● **Required task**
Quote the stretch of the grandpa memory text below from "I know that" through "pretty amazing grandpa.".

● **Supplied text**
::::::

Grandpa Memory

I know that this could just as well wait for tomorrow, but as its fresh on the mind I’d like to send my favorite memory of grandpa. The thing I immediately thought of wasn’t a specific memory, but maybe a combination of memories. When President M. Russell Ballard came to visit our mission in december, he said a lot of things. I honestly can’t remember all he said, but something that specifically stood out to me was that Elder Ballard literally reminded me of grandpa. Maybe it was the jokes he was making during his talk, or maybe it was just the fact the grandpa and President Ballard just always seemed like they’re invincible was what did it. I have a lot of memories of grandpa but the fact that the president of the quorum of the 12 apostles reminds you of your grandfather just by hearing him talk, must mean that you had a pretty amazing grandpa.

::::::

Records:
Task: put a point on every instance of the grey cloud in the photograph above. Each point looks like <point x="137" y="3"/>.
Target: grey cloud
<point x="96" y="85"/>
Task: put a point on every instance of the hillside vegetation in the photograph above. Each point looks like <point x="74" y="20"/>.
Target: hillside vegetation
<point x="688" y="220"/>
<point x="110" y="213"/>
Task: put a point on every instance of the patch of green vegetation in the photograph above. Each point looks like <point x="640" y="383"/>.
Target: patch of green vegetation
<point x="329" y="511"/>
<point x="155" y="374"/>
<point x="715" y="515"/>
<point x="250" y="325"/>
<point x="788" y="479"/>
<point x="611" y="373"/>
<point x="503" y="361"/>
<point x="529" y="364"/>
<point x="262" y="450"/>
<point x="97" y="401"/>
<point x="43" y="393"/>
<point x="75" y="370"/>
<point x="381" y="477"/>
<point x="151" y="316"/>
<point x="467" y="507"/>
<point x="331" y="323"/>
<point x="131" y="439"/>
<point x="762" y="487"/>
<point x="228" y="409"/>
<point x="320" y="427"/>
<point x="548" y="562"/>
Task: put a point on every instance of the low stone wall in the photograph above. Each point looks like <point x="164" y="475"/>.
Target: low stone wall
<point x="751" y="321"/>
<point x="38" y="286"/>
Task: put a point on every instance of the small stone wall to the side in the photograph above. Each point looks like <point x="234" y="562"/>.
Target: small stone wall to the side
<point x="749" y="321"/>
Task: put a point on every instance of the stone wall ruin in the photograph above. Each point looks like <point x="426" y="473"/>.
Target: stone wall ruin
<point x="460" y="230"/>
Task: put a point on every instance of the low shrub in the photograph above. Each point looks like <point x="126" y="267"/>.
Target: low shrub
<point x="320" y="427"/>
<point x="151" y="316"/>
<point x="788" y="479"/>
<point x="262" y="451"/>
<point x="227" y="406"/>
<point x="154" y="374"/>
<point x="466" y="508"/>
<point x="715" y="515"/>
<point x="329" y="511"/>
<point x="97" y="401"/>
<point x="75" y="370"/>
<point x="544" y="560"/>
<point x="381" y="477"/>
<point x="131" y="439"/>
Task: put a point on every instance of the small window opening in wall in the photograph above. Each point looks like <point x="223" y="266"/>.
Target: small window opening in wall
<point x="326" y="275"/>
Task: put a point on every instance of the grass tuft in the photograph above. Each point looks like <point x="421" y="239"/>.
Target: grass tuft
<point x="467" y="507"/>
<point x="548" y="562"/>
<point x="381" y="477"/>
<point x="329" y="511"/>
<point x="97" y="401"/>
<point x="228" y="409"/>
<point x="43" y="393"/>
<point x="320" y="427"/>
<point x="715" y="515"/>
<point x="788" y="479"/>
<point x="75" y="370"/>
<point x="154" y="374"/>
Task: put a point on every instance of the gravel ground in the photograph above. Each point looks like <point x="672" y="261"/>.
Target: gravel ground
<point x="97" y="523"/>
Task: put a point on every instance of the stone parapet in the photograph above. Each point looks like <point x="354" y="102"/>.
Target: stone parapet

::::::

● **Result**
I know that this could just as well wait for tomorrow, but as its fresh on the mind I’d like to send my favorite memory of grandpa. The thing I immediately thought of wasn’t a specific memory, but maybe a combination of memories. When President M. Russell Ballard came to visit our mission in december, he said a lot of things. I honestly can’t remember all he said, but something that specifically stood out to me was that Elder Ballard literally reminded me of grandpa. Maybe it was the jokes he was making during his talk, or maybe it was just the fact the grandpa and President Ballard just always seemed like they’re invincible was what did it. I have a lot of memories of grandpa but the fact that the president of the quorum of the 12 apostles reminds you of your grandfather just by hearing him talk, must mean that you had a pretty amazing grandpa.